| Document extract |

————————

The elderly Rabbi Marshak, meanwhile, won’t even meet with Larry. (“The rabbi is busy,” Marshak’s secretary tells him repeatedly.)
Like the best of the Coens’ work, “A Serious Man” is darkly comic, absurd and well-acted, and it contends with the huge themes of alienation and nihilism. The rabbi section of the film seemingly makes the point that, as Rabbi Nachtner says, Judaism is not a faith that always provide the easiest of answers.
In 2009, the Jewish Chronicle called the film “a Jewish masterpiece” and “the finest American film about the Jewish experience made for a generation.” Others, however, saw the movie in a less positive light, partly for its depiction of Jews.
The Jewish film critic Ella Taylor wrote for LA Weekly at the time of release that “A Serious Man” was “seriously bad for the Jews” and likened it to “an avalanche of Ugly Jew iconography.”
“A Serious Man is crowded with fat Jews, aggressive Jews, passive-aggressive Jews, traitor Jews, loser Jews, shyster-Jews, emo-Jews, Jews who slurp their chicken soup, and — passing as sages — a clutch of yellow-toothed, know-nothing rabbis,” Taylor wrote.

————————

| Records |
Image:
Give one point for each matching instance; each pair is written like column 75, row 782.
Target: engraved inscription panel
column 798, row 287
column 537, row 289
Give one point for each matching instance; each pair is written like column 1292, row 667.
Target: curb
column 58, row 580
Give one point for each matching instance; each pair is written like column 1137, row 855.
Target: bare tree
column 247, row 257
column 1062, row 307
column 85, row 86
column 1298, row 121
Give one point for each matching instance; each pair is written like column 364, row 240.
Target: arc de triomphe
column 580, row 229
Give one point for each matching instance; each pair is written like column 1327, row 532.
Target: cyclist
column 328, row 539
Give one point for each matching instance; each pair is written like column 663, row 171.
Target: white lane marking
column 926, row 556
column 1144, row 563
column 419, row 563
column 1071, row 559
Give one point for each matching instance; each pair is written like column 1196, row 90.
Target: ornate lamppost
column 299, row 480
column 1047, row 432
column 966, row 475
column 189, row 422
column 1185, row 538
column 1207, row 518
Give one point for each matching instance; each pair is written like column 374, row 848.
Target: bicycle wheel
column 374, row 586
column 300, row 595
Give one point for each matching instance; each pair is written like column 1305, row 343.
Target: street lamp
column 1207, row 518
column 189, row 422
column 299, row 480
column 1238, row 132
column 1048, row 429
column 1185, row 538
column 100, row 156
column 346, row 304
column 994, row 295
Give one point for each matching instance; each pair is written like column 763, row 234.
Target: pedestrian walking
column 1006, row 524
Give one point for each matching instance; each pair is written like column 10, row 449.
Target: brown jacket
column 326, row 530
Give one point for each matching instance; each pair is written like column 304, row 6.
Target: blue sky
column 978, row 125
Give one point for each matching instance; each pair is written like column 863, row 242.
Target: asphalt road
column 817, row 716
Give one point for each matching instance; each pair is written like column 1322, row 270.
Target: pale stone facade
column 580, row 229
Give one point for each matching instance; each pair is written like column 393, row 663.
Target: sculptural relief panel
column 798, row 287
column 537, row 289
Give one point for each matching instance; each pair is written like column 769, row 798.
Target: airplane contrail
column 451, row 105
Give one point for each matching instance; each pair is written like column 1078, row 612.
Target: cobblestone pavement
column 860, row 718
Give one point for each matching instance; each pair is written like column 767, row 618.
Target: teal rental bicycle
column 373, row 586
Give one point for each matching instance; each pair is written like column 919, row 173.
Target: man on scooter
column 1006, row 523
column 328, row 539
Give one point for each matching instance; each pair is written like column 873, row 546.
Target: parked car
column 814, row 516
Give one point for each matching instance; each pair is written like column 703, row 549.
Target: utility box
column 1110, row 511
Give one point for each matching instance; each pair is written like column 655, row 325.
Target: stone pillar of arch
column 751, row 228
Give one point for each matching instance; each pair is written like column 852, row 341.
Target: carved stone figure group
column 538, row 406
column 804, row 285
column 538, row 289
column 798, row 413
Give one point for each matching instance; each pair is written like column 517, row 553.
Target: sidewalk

————————

| Goals |
**a)** Answer these about the passage on A Serious Man:
(i) What does Marshak's secretary keep telling Larry?
(ii) In what year did the Jewish Chronicle call the film "a Jewish masterpiece"?
(iii) For which publication did Ella Taylor write her review?
**b)** Write the next few sentences of the passage on A Serious Man, picking up after its last line.
The material has nothing to do with the passage on A Serious Man.

| Answer set |
**a)**
(i) "The rabbi is busy."
(ii) 2009
(iii) LA Weekly

**b)**
Rabbi Benjamin Blech, writing for Aish in 2009, said the Jews in the film were “merely lampooned, satirized and stereotyped to anti-Semitic perfection.”
Looking for some other opinions — much as Larry did — the Jewish Telegraphic Agency reached out to some real rabbis for their thoughts on “A Serious Man.” As you may have imagined, they had differing opinions.
An “indictment” of American Judaism
Rabbi Joe Schwartz is based in Brooklyn and founded , a Jewish cultural community. A self-described “Coen Brothers stan” and “an insane fan of the movie,” Schwartz is not so much critical of the film itself but rather what he believes it says about strands of Judaism in America.
“‘A Serious Man’ is the greatest indictment of the hollowness of much of American Judaism ever made,” Schwartz, a Conservative rabbi, told JTA.
Larry approaches the rabbis for help, Schwartz said, and each fails him — the “callow junior rabbi, the garrulous senior rabbi and the Talmid chacham,” or revered Torah scholar.
“None has the slightest clue what’s going on, and none even begins to try to simply sit with Larry and offer him compassion,” he added.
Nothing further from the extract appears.